PROBLEM: Extend the passage below on sex differences in immune responses to COVID-19, picking up right after its final sentence.

PASSAGE:
In a paper recently accepted in Nature, a team spanning several departments at Yale University and from Howard Hughes Medical Institute investigated differences in immune responses between men and women diagnosed with COVID-19.
Different immune responses between males and females have been documented previously, but whether and how these immunological differences influence people's responses to COVID-19 have yet to be well-documented. Such distinctions may offer unique opportunities to better predict and monitor patient outcome and tailor therapeutic intervention.
This team of researchers collected blood, nasal swab samples, saliva, urine, and stool from people recently admitted to the hospital who had tested positive for COVID-19. They determined the types and population sizes of specific immune cells, such as B cells, T cells, and monocytes in the samples. They also investigated the amount of molecules responsible for inflammation and cell recruitment, called cytokines and chemokines, respectively, detected in patient serum. These were compared between male and female patients as well as male and female health care workers, who served as non-infected controls. Finally, they evaluated how these factors were correlated the severity of each patient's COVID-19 symptoms.

[Data entries]
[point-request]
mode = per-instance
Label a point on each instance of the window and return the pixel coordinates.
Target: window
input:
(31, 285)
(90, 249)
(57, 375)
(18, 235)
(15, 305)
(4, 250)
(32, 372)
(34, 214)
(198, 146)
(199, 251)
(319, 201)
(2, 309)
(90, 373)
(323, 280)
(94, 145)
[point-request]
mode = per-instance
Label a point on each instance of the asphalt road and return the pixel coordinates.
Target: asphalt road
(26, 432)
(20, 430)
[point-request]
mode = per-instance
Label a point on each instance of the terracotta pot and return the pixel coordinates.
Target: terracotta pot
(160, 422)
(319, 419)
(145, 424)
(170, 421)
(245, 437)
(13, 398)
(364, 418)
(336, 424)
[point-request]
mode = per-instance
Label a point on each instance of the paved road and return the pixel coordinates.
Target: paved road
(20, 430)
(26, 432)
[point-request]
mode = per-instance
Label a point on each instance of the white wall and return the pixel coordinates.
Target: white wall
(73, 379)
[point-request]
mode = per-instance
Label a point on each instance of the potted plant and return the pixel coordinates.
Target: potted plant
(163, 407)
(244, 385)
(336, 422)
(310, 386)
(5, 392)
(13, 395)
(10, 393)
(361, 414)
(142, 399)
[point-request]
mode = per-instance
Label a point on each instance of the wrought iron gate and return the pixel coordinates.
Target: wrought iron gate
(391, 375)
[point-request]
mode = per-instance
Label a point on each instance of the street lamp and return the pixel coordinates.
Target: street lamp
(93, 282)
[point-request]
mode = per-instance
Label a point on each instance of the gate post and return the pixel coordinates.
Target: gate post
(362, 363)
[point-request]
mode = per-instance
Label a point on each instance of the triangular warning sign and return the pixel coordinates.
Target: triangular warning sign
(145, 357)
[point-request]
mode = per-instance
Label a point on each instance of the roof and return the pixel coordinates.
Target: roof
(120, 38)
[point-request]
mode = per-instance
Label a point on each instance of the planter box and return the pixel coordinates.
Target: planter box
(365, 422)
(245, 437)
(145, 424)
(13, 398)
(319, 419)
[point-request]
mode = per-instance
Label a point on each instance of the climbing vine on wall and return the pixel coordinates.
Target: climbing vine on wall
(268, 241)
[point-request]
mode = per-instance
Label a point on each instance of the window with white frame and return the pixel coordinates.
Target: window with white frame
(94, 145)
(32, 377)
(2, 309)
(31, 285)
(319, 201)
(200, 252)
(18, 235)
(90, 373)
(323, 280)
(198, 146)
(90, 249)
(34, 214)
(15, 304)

--

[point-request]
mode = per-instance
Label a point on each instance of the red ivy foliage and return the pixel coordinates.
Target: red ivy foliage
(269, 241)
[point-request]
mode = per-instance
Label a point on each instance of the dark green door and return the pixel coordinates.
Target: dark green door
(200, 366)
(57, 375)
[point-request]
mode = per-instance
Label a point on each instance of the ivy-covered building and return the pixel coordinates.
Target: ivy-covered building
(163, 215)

...

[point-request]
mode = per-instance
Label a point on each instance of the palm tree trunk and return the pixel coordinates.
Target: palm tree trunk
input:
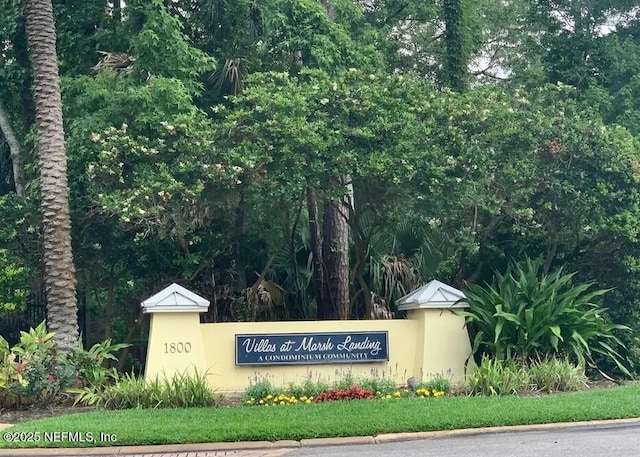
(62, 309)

RESULT OF THIS TASK:
They concluded that male patients developed lower T cell responses, specifically in a subset of T cell responsible for killing infected cells. Disease severity was greater over the course of infection in male patients who exhibited lower responses of this cell type. In female patients, disease severity was more determined by elevated inflammatory cytokines and chemokines.
Furthermore, older males had worse disease outcomes, correlating with the less robust T cell responses in this population, while this trend did not hold true for females.
This study provides important preliminary understandings of the difference of responses between males and females during COVID-19 infection.